[Start]

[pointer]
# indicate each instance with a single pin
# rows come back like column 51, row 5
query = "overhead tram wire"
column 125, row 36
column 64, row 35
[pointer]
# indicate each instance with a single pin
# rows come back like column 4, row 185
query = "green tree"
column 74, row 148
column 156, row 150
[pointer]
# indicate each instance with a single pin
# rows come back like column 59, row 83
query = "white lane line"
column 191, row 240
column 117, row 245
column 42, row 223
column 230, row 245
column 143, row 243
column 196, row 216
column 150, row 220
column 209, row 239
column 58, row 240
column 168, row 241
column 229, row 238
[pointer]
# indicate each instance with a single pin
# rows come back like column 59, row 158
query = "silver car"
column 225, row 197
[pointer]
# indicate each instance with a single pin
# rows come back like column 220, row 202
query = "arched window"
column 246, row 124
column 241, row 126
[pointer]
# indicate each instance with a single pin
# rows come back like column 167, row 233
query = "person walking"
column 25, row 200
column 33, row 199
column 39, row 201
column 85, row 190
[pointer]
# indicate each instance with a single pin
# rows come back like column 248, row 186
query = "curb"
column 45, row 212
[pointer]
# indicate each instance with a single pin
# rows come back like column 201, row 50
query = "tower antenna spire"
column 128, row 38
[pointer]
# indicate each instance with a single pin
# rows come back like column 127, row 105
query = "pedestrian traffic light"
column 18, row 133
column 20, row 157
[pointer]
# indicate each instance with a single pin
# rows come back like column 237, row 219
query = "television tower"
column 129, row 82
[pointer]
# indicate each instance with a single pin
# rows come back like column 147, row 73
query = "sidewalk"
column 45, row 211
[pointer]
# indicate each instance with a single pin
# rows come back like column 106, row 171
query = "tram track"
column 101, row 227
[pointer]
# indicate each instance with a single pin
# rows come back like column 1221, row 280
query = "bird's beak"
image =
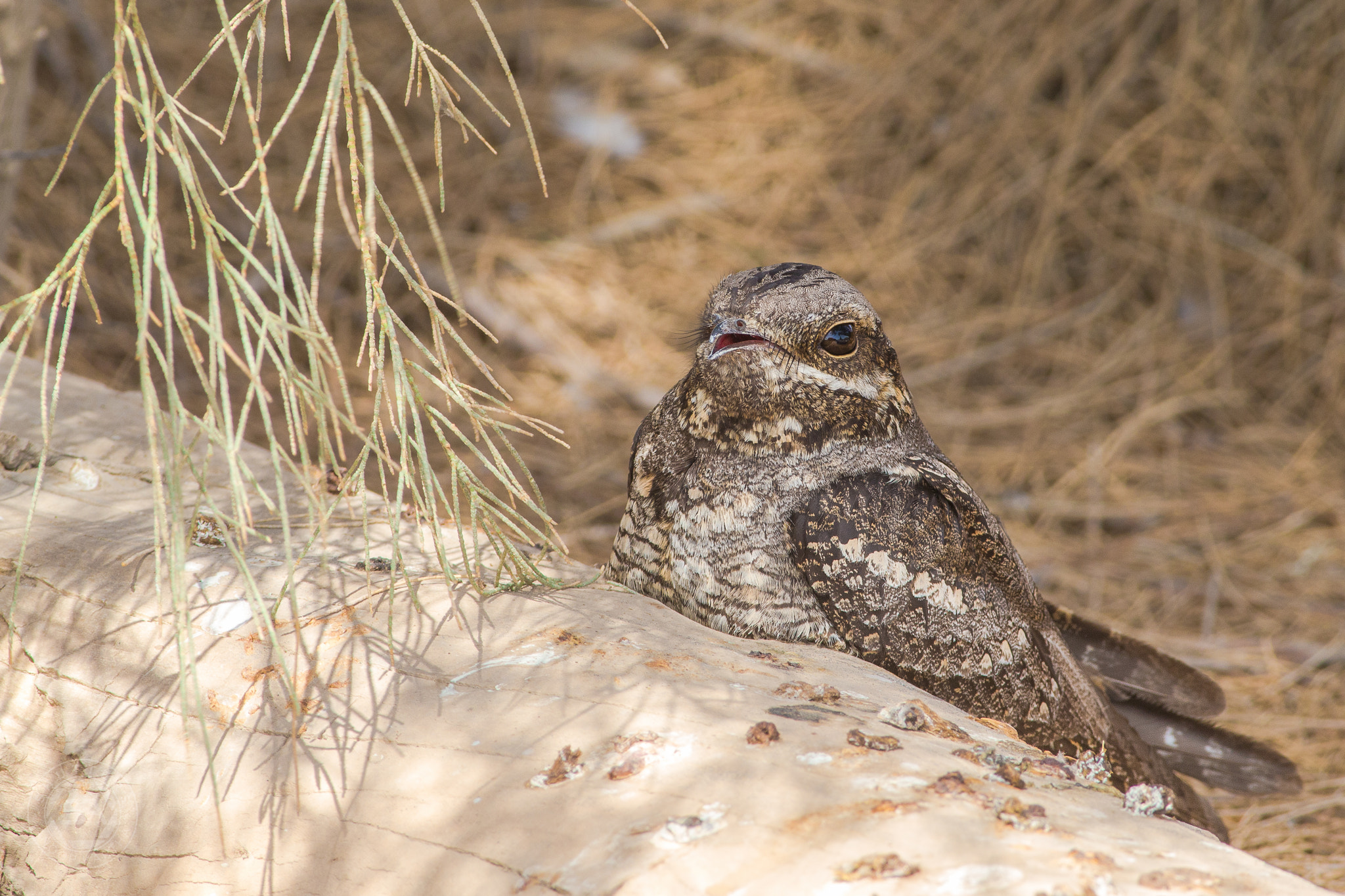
column 732, row 333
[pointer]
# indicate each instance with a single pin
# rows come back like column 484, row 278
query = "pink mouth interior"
column 732, row 340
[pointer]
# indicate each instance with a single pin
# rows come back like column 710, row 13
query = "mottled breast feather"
column 786, row 488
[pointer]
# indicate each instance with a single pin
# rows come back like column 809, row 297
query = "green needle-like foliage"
column 257, row 343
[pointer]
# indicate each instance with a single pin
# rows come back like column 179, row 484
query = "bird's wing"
column 1137, row 670
column 919, row 576
column 1211, row 754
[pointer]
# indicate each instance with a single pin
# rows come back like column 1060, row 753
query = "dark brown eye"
column 841, row 340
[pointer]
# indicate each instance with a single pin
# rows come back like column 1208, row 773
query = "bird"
column 787, row 489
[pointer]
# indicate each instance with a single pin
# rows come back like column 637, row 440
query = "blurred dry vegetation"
column 1105, row 237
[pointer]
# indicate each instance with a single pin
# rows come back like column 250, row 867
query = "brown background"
column 1105, row 238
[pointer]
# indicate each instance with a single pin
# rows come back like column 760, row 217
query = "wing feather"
column 917, row 576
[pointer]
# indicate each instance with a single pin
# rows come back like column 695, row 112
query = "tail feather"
column 1211, row 754
column 1138, row 670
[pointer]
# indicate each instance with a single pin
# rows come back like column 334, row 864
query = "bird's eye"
column 841, row 340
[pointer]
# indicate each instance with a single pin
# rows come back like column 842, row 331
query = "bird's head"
column 789, row 359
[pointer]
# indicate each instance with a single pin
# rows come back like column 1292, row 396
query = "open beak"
column 734, row 333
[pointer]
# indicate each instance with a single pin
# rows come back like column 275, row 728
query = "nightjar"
column 787, row 489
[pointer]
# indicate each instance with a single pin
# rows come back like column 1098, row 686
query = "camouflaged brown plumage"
column 786, row 488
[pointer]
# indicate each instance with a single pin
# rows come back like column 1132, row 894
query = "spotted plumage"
column 786, row 488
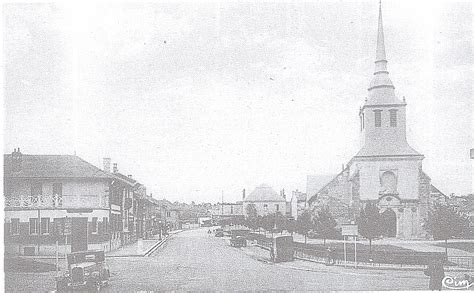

[End]

▸ **Short problem**: Return verbatim every line from the beginning of the items through the line holding "column 241, row 126", with both ends included.

▸ **Exercise answer**:
[pointer]
# indicate each instance with a single pin
# rows come back like column 51, row 5
query = "overhead tram wire"
column 125, row 36
column 64, row 35
[pointer]
# indicate each instance with a single pin
# rows come back like column 4, row 185
query = "green tree"
column 74, row 148
column 156, row 150
[pointer]
# indicate each instance with a single pin
# rows come back like column 59, row 83
query = "white lane line"
column 191, row 240
column 117, row 245
column 42, row 223
column 230, row 245
column 143, row 243
column 196, row 216
column 150, row 220
column 209, row 239
column 58, row 240
column 168, row 241
column 229, row 238
[pointer]
# indicate each instance with a single pin
# rows come back like column 59, row 158
query = "silver car"
column 225, row 197
[pointer]
# indicate each instance with a single pin
# rows come back like column 220, row 202
query = "arched window"
column 246, row 124
column 241, row 126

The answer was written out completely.